Things to do
1) In the NumPy answer on finding common values in two arrays, why does the fourth step stack the two np.argwhere results, and what does the stacked output tell the reader? Answer in one to three sentences.
2) Answer these questions from the NumPy answer on finding common values in two arrays:
(a) Which function, with which extra argument, builds the mask in the first step?
(b) Which indices does np.argwhere return when applied to the mask for array y?
(c) Which values does the fancy index in the fifth step return?
3) Continue the NumPy answer on finding common values in two arrays, starting after its last line.

Extract to read
---*---
Is there a faster solution to get the index correspondence like: [[[0, 1], [0, 0]], [[2, 0], [2, 1]]] than the proposed bellow, if each array is of thousands elements?
Answers:
1st, get the mask of shape x that shows common values in both x&y(y then is flattened, as described at numpy.isin) for unique values:
a = np.isin(x, y, assume_unique=True)
a
array([[False, True],
[False, False],
[ True, False],
[False, False]])
2nd, apply np.argwhere to the mask with term > 0, it returns the indices of True in the mask, that is, address of common values 67 & 94 inside array x:
np.argwhere(a > 0)
array([[0, 1],
[2, 0]])
3rd, points 1&2 above applied to array y returns address of the same common values 67 & 94, but inside array y:
b = np.isin(y, x, assume_unique=True)
np.argwhere(b > 0)
array([[0, 0],
[2, 1]])
4th, use np.stack((np.argwhere(a > 0), np.argwhere(b > 0)), axis=1) for convenient reading:
array([[[0, 1],
[0, 0]],
[[2, 0],
[2, 1]]])
which means, the 1st common element 67 is in x at index [0, 1] and in y at [0, 0]; the second 94 in x: [2, 0], in y: [2, 1].
5th, to see the common values in both arrays use numpy ‘fancy index’, converting x&y to numpy array beforehand:
xi = np.array(x)[a]
xi
array([67, 94])
---*---
Dataset
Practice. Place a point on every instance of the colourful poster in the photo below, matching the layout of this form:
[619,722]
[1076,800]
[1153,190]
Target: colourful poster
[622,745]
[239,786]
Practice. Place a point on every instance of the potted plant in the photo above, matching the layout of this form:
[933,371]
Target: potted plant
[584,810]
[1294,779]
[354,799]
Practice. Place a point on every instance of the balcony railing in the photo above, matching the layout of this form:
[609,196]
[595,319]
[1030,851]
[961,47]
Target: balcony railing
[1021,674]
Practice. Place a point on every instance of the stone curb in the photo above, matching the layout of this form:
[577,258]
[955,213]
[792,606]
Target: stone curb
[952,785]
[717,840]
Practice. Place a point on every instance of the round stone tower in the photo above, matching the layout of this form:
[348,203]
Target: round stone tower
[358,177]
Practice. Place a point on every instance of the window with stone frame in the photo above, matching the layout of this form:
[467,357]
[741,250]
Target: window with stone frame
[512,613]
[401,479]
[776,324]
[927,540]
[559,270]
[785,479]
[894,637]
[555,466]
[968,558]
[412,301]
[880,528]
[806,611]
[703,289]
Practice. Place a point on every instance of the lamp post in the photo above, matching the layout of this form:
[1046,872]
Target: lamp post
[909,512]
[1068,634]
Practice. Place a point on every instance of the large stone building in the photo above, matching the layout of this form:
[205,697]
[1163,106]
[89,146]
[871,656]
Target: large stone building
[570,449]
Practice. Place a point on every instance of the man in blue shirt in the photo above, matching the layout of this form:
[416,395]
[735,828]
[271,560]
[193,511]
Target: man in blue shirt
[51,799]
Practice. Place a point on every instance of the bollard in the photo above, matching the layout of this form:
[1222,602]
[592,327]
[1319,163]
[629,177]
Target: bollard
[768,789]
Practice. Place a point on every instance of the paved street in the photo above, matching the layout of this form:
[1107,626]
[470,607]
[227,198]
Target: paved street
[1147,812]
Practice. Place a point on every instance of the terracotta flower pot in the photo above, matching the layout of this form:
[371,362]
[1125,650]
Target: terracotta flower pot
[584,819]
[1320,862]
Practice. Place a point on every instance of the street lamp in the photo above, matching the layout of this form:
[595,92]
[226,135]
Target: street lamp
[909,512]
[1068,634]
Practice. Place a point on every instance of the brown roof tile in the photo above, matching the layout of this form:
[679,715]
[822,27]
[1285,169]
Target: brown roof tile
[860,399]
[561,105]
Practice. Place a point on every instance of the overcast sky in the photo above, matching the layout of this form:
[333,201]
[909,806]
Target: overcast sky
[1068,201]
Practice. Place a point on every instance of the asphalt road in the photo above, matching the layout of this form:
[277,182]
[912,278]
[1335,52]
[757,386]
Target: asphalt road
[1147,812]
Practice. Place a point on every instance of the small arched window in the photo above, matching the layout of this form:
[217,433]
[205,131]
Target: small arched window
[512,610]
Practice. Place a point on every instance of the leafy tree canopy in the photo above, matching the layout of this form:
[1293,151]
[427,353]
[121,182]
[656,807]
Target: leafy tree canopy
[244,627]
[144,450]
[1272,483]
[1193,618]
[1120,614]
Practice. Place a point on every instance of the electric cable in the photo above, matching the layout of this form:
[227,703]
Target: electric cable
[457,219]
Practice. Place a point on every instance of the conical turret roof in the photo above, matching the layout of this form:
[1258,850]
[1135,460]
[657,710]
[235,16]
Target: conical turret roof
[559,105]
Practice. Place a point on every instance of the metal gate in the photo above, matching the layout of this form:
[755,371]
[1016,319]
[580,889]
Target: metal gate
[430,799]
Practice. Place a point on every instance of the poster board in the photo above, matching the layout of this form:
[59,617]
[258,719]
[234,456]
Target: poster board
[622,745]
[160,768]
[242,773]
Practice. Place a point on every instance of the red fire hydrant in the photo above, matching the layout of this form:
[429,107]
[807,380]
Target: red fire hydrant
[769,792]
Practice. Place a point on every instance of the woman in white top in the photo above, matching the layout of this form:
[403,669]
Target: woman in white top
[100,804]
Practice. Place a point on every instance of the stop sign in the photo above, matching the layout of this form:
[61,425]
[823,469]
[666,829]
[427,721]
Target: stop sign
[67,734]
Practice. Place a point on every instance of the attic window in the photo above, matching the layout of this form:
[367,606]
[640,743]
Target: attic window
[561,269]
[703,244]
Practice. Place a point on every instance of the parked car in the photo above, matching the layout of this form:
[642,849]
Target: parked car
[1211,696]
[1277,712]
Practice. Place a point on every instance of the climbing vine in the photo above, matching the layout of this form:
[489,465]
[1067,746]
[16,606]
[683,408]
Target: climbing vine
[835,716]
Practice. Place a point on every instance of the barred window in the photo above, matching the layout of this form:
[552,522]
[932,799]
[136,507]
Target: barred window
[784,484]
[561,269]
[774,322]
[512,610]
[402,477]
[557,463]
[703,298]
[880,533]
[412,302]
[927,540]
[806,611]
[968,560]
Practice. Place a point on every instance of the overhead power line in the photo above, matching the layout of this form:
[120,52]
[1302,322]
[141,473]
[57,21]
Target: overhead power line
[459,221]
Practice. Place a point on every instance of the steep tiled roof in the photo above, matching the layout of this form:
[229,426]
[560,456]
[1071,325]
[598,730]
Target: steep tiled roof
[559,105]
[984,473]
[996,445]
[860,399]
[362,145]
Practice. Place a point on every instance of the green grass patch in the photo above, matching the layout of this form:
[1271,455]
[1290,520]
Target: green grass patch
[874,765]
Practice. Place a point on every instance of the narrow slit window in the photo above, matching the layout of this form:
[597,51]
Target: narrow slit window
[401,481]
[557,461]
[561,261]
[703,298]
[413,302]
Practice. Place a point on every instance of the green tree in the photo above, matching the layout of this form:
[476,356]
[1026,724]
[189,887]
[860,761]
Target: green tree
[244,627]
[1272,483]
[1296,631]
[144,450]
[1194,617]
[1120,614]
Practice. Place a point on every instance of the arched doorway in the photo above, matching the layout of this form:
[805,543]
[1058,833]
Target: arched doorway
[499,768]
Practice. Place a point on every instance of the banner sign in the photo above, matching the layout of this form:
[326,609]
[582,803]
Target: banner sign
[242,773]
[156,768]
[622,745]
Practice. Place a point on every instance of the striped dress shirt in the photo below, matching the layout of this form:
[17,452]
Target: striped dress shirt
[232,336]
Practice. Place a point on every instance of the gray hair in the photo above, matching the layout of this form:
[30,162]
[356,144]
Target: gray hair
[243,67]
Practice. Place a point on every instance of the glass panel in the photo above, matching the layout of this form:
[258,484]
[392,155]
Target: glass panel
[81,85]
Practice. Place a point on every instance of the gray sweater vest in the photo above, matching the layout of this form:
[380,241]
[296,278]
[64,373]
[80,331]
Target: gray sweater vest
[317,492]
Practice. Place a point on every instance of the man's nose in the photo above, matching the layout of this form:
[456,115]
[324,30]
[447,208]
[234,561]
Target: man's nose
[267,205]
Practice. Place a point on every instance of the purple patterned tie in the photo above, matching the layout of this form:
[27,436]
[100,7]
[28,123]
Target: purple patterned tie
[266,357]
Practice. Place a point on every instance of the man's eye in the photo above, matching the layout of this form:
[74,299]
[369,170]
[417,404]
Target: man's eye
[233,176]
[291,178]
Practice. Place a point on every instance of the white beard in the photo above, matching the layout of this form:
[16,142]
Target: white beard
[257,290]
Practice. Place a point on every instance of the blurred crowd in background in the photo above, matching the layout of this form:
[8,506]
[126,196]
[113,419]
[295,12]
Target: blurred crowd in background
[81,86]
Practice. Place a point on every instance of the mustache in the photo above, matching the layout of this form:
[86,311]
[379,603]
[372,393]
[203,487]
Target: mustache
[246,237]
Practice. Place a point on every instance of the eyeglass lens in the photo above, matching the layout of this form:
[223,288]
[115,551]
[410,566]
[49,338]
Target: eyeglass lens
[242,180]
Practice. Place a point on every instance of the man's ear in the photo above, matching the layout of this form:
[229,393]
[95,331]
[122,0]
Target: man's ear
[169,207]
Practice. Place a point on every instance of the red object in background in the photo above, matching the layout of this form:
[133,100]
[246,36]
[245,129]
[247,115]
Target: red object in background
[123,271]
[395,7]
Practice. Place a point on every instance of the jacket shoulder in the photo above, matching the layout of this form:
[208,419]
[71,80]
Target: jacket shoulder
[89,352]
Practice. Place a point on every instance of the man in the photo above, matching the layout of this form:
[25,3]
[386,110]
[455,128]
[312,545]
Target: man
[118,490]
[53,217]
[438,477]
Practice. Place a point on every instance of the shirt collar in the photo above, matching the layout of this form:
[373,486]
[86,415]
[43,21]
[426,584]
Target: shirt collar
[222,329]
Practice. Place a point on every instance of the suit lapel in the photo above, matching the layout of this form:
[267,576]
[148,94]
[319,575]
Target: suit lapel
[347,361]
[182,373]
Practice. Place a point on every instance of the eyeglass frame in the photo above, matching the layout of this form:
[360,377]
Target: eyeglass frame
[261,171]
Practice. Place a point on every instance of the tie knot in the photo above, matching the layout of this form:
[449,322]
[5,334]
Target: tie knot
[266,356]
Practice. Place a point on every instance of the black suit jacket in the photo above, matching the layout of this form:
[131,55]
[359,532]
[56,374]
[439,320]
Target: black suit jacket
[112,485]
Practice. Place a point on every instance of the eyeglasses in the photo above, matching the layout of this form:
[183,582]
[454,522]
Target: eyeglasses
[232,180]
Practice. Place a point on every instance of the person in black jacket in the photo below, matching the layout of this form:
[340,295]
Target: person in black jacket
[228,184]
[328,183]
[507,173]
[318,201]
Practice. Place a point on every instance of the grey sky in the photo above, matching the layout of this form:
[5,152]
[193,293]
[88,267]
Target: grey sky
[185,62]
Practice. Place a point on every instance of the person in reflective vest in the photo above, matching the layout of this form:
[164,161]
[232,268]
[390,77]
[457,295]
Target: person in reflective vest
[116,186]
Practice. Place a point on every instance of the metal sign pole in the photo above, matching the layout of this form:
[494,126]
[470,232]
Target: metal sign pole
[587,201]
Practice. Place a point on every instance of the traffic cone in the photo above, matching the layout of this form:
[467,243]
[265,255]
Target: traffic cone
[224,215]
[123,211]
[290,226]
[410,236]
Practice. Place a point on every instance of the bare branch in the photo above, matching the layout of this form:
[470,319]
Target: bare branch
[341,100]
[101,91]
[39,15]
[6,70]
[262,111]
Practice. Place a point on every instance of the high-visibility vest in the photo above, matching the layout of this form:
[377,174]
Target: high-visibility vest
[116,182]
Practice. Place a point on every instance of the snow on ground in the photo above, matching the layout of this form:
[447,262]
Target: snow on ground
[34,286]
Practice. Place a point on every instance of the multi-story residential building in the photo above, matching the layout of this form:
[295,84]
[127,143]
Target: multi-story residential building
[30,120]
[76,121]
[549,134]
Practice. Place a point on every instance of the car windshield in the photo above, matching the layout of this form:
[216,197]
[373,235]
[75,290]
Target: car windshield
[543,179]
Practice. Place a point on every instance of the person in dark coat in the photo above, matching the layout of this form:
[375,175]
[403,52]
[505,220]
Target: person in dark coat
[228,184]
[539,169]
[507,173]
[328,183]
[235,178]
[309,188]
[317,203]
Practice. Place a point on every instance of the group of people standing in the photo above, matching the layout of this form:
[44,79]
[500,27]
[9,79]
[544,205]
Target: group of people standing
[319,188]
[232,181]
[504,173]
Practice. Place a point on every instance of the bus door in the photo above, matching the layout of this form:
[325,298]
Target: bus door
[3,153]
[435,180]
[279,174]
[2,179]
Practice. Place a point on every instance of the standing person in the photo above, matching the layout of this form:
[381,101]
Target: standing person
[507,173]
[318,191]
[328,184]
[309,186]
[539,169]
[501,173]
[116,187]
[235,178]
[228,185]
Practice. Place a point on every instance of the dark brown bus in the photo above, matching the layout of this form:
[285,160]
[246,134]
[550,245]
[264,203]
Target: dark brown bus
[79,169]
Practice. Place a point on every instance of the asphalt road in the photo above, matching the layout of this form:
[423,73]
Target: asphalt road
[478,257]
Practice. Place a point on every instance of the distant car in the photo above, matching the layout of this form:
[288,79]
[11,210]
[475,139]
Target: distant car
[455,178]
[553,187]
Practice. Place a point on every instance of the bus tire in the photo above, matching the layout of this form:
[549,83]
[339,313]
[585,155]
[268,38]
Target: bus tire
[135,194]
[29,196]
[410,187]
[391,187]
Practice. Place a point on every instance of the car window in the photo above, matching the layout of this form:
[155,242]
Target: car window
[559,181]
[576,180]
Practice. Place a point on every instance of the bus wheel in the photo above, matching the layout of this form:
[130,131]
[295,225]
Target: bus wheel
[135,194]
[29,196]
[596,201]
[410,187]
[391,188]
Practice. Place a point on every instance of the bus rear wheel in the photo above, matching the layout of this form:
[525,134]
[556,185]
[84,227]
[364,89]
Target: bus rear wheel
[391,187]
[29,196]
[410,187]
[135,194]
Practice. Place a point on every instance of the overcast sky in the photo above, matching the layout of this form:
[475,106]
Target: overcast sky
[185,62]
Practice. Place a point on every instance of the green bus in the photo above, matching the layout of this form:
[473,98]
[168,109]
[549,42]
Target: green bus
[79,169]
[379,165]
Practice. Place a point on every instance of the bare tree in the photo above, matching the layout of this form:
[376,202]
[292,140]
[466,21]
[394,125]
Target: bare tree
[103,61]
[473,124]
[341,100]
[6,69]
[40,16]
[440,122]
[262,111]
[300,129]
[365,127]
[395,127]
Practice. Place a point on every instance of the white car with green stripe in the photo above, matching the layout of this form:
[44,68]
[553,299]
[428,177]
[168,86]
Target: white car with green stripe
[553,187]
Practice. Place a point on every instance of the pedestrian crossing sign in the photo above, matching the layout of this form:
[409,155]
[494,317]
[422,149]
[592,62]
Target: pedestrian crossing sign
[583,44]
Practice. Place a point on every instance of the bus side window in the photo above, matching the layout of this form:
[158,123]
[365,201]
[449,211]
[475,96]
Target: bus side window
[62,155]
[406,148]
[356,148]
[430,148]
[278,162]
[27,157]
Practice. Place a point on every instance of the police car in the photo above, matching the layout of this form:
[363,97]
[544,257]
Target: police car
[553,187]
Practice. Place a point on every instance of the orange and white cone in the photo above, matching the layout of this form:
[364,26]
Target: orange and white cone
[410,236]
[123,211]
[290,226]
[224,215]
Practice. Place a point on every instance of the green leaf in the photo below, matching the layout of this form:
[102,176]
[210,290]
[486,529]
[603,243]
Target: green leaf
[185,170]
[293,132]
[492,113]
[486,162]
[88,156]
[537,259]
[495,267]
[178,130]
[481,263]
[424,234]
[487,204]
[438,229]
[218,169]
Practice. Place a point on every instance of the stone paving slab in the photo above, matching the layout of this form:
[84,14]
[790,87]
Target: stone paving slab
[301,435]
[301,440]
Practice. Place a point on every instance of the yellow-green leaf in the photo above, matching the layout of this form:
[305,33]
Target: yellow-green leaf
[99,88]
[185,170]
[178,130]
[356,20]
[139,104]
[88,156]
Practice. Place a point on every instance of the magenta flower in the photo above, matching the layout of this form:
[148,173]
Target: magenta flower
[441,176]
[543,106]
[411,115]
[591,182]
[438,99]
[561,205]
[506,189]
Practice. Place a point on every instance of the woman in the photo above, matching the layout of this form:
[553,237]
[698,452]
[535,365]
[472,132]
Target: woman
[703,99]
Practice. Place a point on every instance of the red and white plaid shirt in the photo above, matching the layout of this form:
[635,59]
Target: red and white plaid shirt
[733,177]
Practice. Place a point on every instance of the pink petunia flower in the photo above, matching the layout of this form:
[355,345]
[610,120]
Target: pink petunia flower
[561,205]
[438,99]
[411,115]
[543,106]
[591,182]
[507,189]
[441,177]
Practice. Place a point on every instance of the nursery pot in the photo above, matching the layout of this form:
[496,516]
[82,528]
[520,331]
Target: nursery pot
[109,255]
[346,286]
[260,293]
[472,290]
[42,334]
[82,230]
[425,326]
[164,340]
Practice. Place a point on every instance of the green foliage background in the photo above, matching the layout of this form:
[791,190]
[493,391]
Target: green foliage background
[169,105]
---*---
Results for each task
1) The two results are stacked with np.stack along axis 1 for convenient reading. Each pair in the output gives the position of one common value in x and in y. The first common element, 67, is at [0, 1] in x and [0, 0] in y, and the second, 94, is at [2, 0] in x and [2, 1] in y.

2)
(a) The function is np.isin, called with assume_unique=True.
(b) It returns [0, 0] and [2, 1].
(c) It returns 67 and 94.

3)
yi = np.array(y)[b]
yi
array([67, 94])
Here is might be a problem, if the order of common values is not the same. E.g., in case y = [[94, 103, 12], [2, 61, 77], [70, 67, 18]], np.array(y)[np.isin(y, x, assume_unique=True)] will give:
yi = array([94, 67]) vs. xi = array([67, 94]). The use of np.stack((a, b), axis=1) makes sense only for mutually ordered indices of common values. Therefore, after the point 3 of the solution, we must do 5. (i.e., get the flat array of common values per list), and, by argsort() get the sorted index array in xi&yi. For the new y and old x that index arrays look like:
xi, yi = np.argsort(xi), np.argsort(yi)
yi
array([1, 0])
xi
array([0, 1])
And now, it is OK to use np.stack with ‘fancy index’:
np.stack((np.argwhere(a > 0)[xi], np.argwhere(b > 0)[yi]), axis=1)
array([[[0, 1],
[2, 1]],
[[2, 0],
[0, 0]]])
If put together, the final proposed solution is:
def indx_correspnd(x, y):
a = np.isin(x, y, assume_unique=True)
b = np.isin(y, x, assume_unique=True)
xi = np.array(x)[a]
yi = np.array(y)[b]
xi, yi = np.argsort(xi), np.argsort(yi)
return np.stack((np.argwhere(a > 0)[xi], np.argwhere(b > 0)[yi]), axis=1)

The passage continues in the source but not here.